Text provided.
Content starts

Table 3 Summary of meta-analysis results for the individual MedDRA preferred term adverse events pooled across all five trials

Serious adverse events

The total number of MedDRA preferred terms for SAEs were generally poorly reported in journal publications (Fig. 3; Additional file 3). For the four trials (M37013, M37002, M37047, and BM15421) only 11 % or fewer of the total SAE terms were reported in the journal publication with 11 %, 0 %, 0 %, and 0 %, respectively. All SAEs that were reported only in the CSR were of mild intensity grading and were unrelated to the treatment.

Fig. 3

The total number of serious adverse events reported in the clinical study reports (CSRs) and journal publications across all five trials. Footnote: Total: Total number of individual MedDRA preferred terms related to SAEs reported across the CSR and journal publication for a trial

In trial NM16189, 19 SAE terms were reported across the CSR and journal publication. Thirteen of these were reported in both documents, either with full numerical agreement (12 SAE terms) or with disagreement in numerical results (one depression SAE on orlistat reported in the CSR, and two depression SAEs reported in the journal publication) (Additional file 3). Five SAE terms were only reported in the CSR (demyelination (one) and bronchospasm aggravated (one) on placebo, and convulsions (one), suicidal ideation (one) and liquid stools (one) on orlistat). Encephalomyelitis as an SAE was reported for placebo in the publication but not the CSR. Trial M37013 reports nine SAEs, with only “diarrhoea and dehydration” on orlistat reported in both documents. The remaining eight SAEs were only reported in the CSR; death (one), diabetes mellitus (one), hysterectomy and perineoplasty (one), mitral lesion (one) on placebo and Chronic cholecystitis (one), nephrectomy due to previous renal carcinoma (one), nephrectomy and lithotripsy due to previous nephrolithiasis (one), ovary carcinoma and ascites (one) on orlistat. The three remaining trials (M37002, M37047, and BM15421) report a high number of SAEs (40, 53, and 255) within the CSR that have not been reported in the corresponding journal publication.

In the MA for the SAEs (Table 4), 326 individual terms were reported in either the CSR or journal publication across the five trials (Additional file 4). Fourteen (4 %) of these terms were reported in the CSR and corresponding journal publication for at least one trial, allowing a comparison of the pooled results. For the 311 (95 %) terms that had only been reported in a CSR, 16 (5 %) analyses suggested an increased risk of an SAE on orlistat, two (13 %) of which were statistically significant (carotid artery stenosis and varicose veins), but all were mild and unrelated. In the sensitivity analysis, pooling relative risk rather than risk differences, no SAEs were found to be statistically significant. However, we were unable to estimate the pooled relative risk for ten AEs (including carotid artery stenosis and varicose veins), as they include multiple studies reporting no events in the placebo group.

Table 4 Summary of meta-analysis results for the individual MedDRA preferred term serious adverse events pooled across all five trials

Structured reporting of harms

The quality of reporting harms-related information, as assessed against the 15 criteria adapted from the CONSORT-harms checklist, are displayed in Table 5.

Table 5 Comparison of 15 harms criteria (CONSORT-harms extension used as a benchmark)

The CSRs satisfied 70–90 % the methods related criteria across the five trials compared to the journal publications, which satisfied between 10 % and 50 %. The CSRs consistently provided much greater detail regarding planned analyses than the journal publication, and on only one occasion did the journal publication provide greater detail than the CSR (trial M37013; item 3 timing and time frame of surveillance for AEs). Both the CSRs and the journal publications satisfied 80–100 % of criteria in their results sections, but greater detail was generally provided in the CSR. This included full summary tables of the AE and SAE data, including withdrawals due to harm, severity grading, and denominators for the numbers included in the safety population.

Content ends

Input data.
Content starts

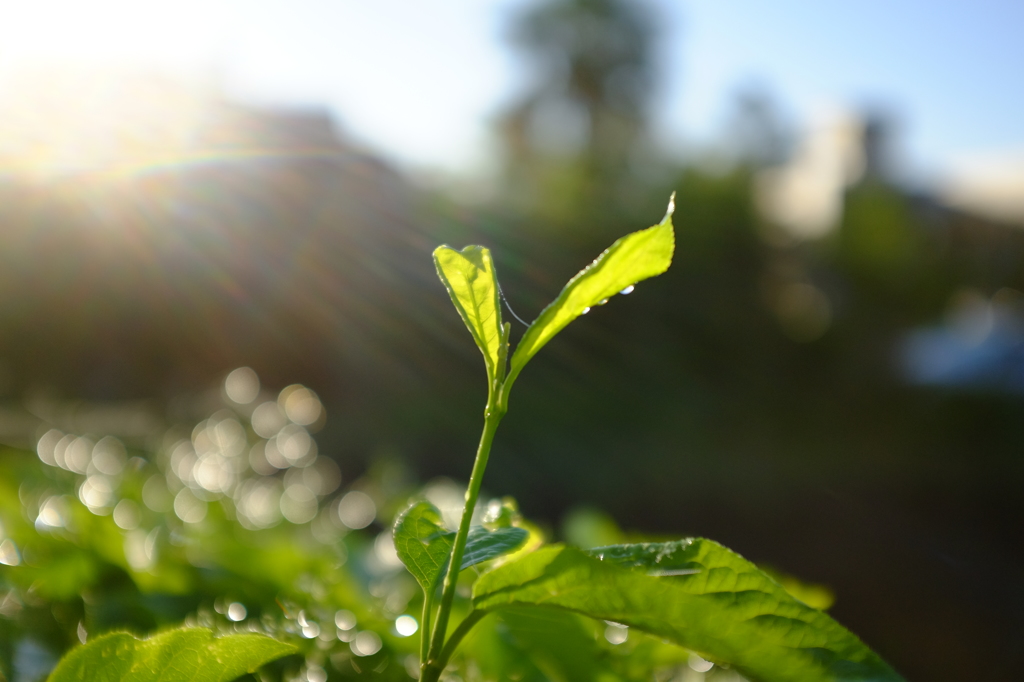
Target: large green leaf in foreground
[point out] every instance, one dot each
(424, 545)
(177, 655)
(469, 278)
(694, 593)
(629, 260)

Content ends

Tasks.
**a.** Write out the orlistat trials text from "Structured reporting of" up to and including "displayed in Table 5.".
**b.** Carry the text on orlistat trial harms reporting further, starting after its last sentence.

Answers in order.
**a.**
Structured reporting of harms

The quality of reporting harms-related information, as assessed against the 15 criteria adapted from the CONSORT-harms checklist, are displayed in Table 5.

**b.**
This case study has shown differences in the completeness and quality of reporting harms-related information between journal publications and CSRs for five orlistat trials. Information on the patient-relevant harm outcomes, including SAEs, which is required for unbiased trial evaluation, was missing from the publicly available journal article. Including these missing data from the CSRs altered the magnitude of the pooled risk difference estimates in a few cases and even resulted in five statistically significant differences (including three AEs and two SAEs). The statistically significant risk differences for AEs were faeces discolouration, dry skin, and haemorrhoids, and for SAEs, carotid artery stenosis and varicose veins. However, the statistical significance of these SAEs could not be confirmed in a sensitivity analysis pooling relative risks [27, 28] due to zero events. The events were graded mild and were classified as unrelated to treatment. Overall, the results from the journal publications in this study follow findings from past studies [15, 16], with a more detailed meta-analysis showing predominantly mild gastrointestinal harm outcomes.

The quality of reporting between journal publications and CSRs showed inconsistencies when assessed by the CONSORT-harms reporting criteria. At 70–90 %, the methods section criteria were more often satisfied in the CSRs, compared to only 10–50 % of the criteria in the journal publications. However, both document types satisfied 80–100 % of the results section criteria, albeit with greater detail being provided in the CSR. The journal publication was often incomplete when reporting planned analyses and summary tables of AEs and SAEs, which were missing information on withdrawals, severity grading, and numbers in the safety population. Journal publications are often impeded by word count restrictions. However, inadequate reporting of harms is still noticeable, even after the release of the CONSORT-harms extension [19], as the findings from our recent review [29] suggest. In contrast, CSRs have no such word restrictions imposed, and theoretically, all relevant information should be included. An alternative and more viable solution appears to be that journals should require more thorough reporting of harms via online supplements (e.g. de-identified CSRs, study protocols, and complete tables of AE-related information) [30].

In a recent study [4], findings on harms information obtained from the CSRs were found to be more complete and robust compared with the corresponding publically available sources (journal publications and registry reports). More than 86 % of all harm outcomes (AEs and SAEs) were available from the CSRs, compared to only 26 % from the journal publications. Combining harms data from registry reports and journal publications increased the proportion of outcomes to 43 %. Furthermore, withdrawals due to AEs were detailed completely in 91 % of the CSRs, with only 51 % of the journal publications providing complete information. In another study [31], inadequate reporting of the harms was shown in the Medtronic manufactured product, recombinant human bone morphogenetic protein 2 (rhBMP-2), used in spinal fusion surgery. As in our investigation, harms data were found to be missing from the publications, with considerably more data found in the corresponding trial CSRs. Further evidence of poor reporting of benefits and harms was found in a recent investigation of the product duloxetine in patients with major depressive disorder [32]. The CSRs contained extensive data on major harms that were unavailable in the journal publications and in trial registry reports. Restricting evidence synthesis to journal publications would effectively miss these important harms. Further empirical comparisons such as ours, in different clinical areas, would be valuable.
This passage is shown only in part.